* Written task: Could you write out everything from the start of the records down to and including the line containing "[(346, 15), (359, 24), (322, 54)]", requests and all, and stop there, shifting each coordinate in the answers by adding 144 to it?

* Data excerpts:
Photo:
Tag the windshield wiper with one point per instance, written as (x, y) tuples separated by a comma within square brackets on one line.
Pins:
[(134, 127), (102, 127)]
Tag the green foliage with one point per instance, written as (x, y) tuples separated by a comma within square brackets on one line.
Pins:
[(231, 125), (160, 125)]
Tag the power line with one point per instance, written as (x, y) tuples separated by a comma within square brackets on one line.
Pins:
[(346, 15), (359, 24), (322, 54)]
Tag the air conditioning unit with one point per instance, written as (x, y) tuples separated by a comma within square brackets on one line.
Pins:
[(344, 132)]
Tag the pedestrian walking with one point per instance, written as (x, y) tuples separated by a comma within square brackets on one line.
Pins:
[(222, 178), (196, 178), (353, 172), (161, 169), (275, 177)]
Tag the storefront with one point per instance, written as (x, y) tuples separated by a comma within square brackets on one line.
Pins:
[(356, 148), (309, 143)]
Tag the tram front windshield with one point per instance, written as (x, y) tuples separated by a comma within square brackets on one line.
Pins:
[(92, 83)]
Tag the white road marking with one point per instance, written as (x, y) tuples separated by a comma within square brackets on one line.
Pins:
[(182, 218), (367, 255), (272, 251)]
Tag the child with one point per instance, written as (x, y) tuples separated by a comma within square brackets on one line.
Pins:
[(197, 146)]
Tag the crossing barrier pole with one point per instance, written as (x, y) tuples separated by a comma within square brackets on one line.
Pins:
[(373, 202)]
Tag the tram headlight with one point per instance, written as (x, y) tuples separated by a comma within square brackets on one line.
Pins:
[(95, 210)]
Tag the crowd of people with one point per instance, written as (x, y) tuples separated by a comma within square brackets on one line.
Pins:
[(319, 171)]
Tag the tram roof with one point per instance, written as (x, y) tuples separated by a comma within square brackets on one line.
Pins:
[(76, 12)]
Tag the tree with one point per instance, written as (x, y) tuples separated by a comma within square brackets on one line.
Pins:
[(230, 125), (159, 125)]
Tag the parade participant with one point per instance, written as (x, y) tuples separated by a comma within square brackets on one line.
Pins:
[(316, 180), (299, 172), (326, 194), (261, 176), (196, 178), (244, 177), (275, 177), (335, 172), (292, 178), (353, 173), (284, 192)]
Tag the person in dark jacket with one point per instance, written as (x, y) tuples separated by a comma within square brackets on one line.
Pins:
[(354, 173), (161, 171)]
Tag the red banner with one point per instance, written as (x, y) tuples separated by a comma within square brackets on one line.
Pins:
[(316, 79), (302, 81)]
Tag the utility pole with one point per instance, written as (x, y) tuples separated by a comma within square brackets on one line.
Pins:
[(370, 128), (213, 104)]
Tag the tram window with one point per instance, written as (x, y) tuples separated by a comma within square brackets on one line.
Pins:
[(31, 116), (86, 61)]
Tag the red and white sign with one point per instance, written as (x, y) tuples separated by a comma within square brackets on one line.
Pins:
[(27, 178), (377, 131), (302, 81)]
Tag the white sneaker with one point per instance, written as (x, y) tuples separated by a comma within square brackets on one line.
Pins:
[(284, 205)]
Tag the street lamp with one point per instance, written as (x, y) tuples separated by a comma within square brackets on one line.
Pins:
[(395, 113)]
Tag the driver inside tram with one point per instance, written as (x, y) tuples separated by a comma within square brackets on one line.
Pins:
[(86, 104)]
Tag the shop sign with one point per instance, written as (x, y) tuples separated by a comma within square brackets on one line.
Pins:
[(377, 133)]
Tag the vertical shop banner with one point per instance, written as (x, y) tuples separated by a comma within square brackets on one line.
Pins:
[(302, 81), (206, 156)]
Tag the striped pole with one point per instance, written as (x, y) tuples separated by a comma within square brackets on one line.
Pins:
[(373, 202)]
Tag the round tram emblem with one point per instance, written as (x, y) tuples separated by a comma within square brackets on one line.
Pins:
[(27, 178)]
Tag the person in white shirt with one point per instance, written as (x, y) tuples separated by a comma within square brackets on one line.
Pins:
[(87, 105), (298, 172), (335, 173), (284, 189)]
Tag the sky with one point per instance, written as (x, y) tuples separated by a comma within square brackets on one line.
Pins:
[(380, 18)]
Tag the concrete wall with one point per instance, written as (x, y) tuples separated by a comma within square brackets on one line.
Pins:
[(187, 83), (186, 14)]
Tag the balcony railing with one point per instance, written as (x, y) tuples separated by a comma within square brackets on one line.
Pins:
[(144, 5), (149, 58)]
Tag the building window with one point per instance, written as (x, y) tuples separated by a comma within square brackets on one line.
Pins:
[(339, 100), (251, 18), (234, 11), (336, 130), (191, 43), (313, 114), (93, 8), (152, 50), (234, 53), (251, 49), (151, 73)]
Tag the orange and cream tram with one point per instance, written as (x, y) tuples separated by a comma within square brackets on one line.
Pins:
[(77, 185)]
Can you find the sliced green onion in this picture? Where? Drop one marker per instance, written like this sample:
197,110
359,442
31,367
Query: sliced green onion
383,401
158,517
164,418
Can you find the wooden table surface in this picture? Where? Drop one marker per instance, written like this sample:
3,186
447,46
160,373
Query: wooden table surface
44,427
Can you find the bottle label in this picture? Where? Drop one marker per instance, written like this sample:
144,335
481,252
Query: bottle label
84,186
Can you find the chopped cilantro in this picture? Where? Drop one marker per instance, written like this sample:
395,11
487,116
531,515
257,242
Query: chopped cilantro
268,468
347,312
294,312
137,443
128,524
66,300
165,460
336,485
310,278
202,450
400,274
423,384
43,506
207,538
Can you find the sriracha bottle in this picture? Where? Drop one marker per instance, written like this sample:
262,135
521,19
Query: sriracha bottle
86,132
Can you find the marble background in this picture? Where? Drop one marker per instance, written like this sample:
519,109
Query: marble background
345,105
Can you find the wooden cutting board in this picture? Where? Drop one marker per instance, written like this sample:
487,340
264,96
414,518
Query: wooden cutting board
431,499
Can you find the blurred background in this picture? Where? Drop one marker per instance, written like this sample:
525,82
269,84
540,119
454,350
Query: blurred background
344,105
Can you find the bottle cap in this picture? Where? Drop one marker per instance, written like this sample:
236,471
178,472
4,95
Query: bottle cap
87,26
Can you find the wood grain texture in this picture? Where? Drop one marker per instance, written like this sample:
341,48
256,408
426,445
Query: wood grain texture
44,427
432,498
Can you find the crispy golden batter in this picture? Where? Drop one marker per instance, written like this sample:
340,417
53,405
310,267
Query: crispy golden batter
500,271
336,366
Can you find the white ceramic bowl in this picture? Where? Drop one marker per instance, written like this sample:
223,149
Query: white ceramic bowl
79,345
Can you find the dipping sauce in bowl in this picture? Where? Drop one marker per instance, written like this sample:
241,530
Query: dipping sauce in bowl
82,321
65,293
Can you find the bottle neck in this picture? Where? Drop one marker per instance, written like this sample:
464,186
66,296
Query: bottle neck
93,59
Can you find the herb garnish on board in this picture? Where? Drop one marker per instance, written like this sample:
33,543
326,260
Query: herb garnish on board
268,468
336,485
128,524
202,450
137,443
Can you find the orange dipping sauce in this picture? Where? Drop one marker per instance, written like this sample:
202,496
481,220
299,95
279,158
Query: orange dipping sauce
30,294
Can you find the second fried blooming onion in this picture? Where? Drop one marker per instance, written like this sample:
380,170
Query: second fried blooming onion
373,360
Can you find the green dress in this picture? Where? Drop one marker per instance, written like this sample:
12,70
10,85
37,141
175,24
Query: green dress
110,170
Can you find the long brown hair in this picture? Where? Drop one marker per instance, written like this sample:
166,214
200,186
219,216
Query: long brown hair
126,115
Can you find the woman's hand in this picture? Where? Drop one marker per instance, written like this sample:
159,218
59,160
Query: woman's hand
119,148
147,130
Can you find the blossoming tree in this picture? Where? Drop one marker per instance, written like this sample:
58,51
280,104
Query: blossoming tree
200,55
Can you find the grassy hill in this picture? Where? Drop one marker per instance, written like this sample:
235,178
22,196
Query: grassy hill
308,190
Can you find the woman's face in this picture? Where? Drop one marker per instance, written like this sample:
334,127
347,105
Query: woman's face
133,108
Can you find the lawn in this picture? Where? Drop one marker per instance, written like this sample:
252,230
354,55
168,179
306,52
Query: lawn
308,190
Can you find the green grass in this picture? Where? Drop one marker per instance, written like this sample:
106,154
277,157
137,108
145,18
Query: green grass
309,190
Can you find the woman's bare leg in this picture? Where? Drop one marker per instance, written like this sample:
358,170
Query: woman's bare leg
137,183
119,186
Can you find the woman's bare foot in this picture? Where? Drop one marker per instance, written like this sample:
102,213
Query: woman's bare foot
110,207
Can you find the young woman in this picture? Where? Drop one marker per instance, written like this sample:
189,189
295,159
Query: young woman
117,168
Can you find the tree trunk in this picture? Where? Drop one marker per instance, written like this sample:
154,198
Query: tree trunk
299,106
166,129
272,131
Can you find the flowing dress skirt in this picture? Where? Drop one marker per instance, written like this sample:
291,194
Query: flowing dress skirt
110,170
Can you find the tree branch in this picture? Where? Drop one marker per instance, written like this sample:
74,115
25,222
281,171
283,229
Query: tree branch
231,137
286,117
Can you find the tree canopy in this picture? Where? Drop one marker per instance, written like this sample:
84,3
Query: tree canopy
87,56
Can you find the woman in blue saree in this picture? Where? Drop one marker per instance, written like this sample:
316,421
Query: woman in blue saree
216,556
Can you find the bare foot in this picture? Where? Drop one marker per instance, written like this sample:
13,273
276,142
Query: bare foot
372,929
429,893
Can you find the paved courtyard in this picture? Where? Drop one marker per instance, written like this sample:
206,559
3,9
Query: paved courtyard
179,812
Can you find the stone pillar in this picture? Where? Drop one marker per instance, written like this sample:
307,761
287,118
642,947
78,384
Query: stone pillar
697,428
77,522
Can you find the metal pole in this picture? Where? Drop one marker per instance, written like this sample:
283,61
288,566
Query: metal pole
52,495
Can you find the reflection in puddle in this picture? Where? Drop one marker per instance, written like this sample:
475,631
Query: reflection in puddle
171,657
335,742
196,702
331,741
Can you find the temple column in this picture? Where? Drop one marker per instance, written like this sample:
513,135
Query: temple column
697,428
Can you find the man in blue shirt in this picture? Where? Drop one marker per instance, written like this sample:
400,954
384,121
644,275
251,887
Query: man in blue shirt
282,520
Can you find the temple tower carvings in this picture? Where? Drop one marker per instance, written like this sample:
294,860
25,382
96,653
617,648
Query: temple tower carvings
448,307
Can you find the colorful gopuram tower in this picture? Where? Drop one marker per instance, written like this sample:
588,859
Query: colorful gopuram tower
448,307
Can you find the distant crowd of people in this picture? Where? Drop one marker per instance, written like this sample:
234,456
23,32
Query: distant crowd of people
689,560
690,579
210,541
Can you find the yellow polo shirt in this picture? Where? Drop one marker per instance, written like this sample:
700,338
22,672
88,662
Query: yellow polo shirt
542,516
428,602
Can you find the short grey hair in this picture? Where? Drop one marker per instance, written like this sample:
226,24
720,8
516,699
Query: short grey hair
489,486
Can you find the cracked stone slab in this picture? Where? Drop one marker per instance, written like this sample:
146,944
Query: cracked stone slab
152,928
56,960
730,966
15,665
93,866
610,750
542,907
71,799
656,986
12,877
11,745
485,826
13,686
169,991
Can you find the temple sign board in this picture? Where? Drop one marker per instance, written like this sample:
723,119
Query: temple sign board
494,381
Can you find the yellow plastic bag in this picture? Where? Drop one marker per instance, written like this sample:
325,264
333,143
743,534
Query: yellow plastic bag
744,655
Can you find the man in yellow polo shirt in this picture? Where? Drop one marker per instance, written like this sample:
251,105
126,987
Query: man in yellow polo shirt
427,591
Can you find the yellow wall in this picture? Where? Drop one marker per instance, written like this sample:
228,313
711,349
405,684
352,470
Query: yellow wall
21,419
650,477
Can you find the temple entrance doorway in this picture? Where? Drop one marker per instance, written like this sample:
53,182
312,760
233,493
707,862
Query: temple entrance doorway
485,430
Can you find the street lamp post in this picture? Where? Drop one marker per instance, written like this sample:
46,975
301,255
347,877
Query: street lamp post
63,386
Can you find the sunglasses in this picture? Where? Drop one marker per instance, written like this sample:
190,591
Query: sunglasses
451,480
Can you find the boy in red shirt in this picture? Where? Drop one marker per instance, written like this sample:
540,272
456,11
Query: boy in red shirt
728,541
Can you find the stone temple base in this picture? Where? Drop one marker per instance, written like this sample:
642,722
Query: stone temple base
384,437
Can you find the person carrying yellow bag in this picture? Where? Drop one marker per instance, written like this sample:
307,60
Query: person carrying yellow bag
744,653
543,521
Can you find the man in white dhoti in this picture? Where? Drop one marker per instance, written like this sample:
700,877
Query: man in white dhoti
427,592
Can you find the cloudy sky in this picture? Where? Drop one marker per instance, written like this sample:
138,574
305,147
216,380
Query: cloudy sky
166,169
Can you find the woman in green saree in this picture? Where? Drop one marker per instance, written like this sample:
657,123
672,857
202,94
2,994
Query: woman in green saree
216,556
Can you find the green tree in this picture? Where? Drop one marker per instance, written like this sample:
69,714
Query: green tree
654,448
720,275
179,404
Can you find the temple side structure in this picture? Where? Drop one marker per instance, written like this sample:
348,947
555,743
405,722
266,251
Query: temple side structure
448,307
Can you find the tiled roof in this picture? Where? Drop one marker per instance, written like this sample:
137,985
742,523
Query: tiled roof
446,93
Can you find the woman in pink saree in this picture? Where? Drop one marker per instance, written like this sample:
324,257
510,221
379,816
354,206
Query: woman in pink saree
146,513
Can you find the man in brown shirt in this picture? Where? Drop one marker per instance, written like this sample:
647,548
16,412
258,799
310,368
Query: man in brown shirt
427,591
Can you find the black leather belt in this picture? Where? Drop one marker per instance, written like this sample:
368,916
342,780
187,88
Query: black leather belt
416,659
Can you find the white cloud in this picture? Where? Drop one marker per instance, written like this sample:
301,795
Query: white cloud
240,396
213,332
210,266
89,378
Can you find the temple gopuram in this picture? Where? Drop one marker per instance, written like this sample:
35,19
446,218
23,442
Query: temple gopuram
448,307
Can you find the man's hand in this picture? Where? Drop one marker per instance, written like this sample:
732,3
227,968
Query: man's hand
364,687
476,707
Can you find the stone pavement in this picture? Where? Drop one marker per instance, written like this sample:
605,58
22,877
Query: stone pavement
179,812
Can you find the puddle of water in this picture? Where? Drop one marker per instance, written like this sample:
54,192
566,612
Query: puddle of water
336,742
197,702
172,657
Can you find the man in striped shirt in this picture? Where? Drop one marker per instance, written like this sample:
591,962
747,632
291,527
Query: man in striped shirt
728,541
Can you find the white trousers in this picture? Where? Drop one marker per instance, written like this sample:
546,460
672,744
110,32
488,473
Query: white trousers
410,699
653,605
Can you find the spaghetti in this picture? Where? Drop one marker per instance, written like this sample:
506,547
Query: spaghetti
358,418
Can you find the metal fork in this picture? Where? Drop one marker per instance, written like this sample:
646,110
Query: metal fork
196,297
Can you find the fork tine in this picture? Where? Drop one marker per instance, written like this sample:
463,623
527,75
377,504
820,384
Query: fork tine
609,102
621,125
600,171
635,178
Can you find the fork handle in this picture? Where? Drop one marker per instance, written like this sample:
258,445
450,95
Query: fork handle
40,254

* Answer to this problem:
Photo:
Tag the windshield wiper with one point per instance, written as (x, y) tuples separated by a comma within square brackets on one line.
Pins:
[(278, 271), (246, 271)]
Tag the green foliage with one point per instance, written as (x, y) tuples separated by a comma within square brackets on one line.
Pins:
[(375, 269), (304, 269)]
Tag the power line with one point per instance, written as (x, y) tuples separated by a comma within square brackets on one line.
Pins:
[(490, 159), (503, 168), (466, 198)]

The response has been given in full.